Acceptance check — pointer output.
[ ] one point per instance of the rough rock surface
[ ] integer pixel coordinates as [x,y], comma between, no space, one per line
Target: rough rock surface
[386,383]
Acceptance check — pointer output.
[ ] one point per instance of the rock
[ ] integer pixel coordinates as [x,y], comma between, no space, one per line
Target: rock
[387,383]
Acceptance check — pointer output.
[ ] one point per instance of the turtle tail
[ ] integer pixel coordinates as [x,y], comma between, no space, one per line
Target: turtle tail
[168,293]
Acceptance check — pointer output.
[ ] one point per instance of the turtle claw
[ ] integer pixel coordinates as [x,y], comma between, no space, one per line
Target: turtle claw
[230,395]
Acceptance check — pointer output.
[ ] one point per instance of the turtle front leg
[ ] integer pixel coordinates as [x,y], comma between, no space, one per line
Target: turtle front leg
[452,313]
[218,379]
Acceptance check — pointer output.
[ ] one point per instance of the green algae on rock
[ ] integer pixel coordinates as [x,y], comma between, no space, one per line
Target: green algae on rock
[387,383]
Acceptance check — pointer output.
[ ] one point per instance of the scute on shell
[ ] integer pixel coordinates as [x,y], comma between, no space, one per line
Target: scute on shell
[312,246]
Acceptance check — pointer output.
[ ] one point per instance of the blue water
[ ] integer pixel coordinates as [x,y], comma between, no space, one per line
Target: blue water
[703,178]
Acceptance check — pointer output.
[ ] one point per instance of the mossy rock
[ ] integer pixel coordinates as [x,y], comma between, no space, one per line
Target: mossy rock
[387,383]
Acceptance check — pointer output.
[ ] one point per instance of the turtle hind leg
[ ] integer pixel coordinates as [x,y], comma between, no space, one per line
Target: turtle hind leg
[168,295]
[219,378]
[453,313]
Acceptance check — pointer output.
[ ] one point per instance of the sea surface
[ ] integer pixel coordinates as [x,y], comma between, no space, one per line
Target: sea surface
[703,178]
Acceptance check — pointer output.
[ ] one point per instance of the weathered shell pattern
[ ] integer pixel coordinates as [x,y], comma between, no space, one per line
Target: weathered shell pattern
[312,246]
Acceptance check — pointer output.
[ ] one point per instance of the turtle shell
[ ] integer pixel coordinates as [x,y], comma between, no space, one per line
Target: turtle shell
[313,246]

■ ■ ■ ■ ■

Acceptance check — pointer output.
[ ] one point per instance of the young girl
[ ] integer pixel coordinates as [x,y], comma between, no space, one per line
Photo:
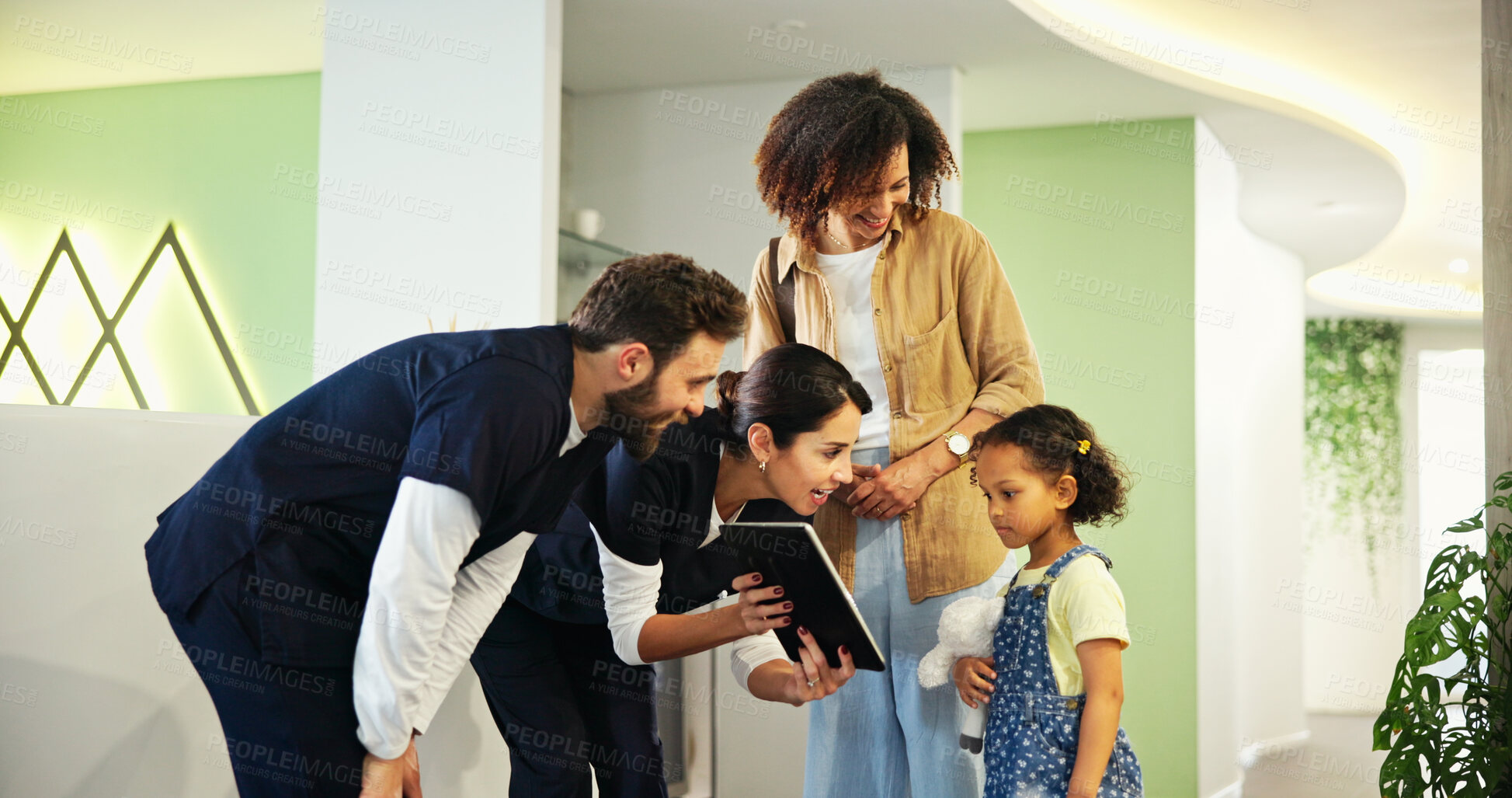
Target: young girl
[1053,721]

■ ■ ■ ■ ■

| EXERCISE REQUIREMENTS |
State how many lines in the records contain the word "claw", giving only the number.

| TASK RESPONSE |
2